The records -
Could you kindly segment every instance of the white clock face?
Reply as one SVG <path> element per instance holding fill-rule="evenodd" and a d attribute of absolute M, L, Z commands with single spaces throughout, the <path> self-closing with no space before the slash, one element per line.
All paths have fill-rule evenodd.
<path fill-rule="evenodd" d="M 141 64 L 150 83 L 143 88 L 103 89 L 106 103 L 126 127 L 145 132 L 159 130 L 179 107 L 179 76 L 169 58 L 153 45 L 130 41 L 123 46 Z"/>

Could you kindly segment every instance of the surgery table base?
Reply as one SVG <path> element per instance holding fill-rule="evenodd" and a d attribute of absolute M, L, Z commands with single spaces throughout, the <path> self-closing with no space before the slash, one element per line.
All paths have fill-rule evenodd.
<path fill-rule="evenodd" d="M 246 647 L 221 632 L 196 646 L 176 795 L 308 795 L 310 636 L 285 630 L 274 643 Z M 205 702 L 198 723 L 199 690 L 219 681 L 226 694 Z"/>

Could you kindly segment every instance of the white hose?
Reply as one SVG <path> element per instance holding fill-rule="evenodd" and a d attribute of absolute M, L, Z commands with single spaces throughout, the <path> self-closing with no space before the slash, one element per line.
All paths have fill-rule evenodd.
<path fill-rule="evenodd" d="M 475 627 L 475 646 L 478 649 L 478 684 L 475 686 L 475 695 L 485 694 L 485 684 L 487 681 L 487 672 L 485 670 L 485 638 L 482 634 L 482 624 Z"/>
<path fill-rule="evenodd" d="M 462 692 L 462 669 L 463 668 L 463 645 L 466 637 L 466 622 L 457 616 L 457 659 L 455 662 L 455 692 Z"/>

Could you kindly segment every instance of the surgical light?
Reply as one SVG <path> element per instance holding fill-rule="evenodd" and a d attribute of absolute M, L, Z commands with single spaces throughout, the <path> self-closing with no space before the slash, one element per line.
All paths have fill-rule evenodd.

Your task - Return all of the material above, copying every line without any change.

Solved problem -
Could you kindly segment every instance of the white clock face?
Reply as one SVG <path> element per instance holding fill-rule="evenodd" and a d attribute of absolute M, L, Z commands with single spaces throughout, the <path> self-closing with no space before the slash, one element per line.
All paths have fill-rule evenodd.
<path fill-rule="evenodd" d="M 141 64 L 150 83 L 143 88 L 103 89 L 106 103 L 126 127 L 145 132 L 159 130 L 179 107 L 179 76 L 169 58 L 153 45 L 130 41 L 123 46 Z"/>

Could you kindly segment every instance of the surgery table base?
Reply as one SVG <path> element per instance holding fill-rule="evenodd" and a d attribute of absolute M, L, Z commands with single spaces throughout, the <path> self-closing with no space before the slash, one element per line.
All paths have fill-rule evenodd.
<path fill-rule="evenodd" d="M 246 647 L 221 632 L 196 646 L 176 795 L 308 795 L 310 636 L 285 630 L 274 643 Z M 205 702 L 198 723 L 199 690 L 219 681 L 226 694 Z"/>

Could you kindly segment every instance of the white hose?
Reply as one SVG <path> element per instance holding fill-rule="evenodd" and a d attribute of absolute M, L, Z commands with single spaces throughout, the <path> self-closing with no space before the slash, one element per line.
All paths have fill-rule evenodd.
<path fill-rule="evenodd" d="M 475 627 L 475 646 L 478 649 L 478 684 L 475 686 L 475 695 L 485 694 L 485 684 L 487 681 L 487 672 L 485 670 L 485 638 L 482 634 L 482 624 Z"/>
<path fill-rule="evenodd" d="M 462 692 L 462 669 L 463 668 L 463 645 L 466 637 L 466 622 L 457 616 L 457 659 L 455 662 L 455 692 Z"/>

Could you kindly segment every instance of the surgical light?
Reply as one SVG <path> element per instance holding fill-rule="evenodd" and a d attribute of absolute M, L, Z commands with single spaces throughout, the <path> self-closing with no space before the slash, one element per line.
All paths have fill-rule evenodd.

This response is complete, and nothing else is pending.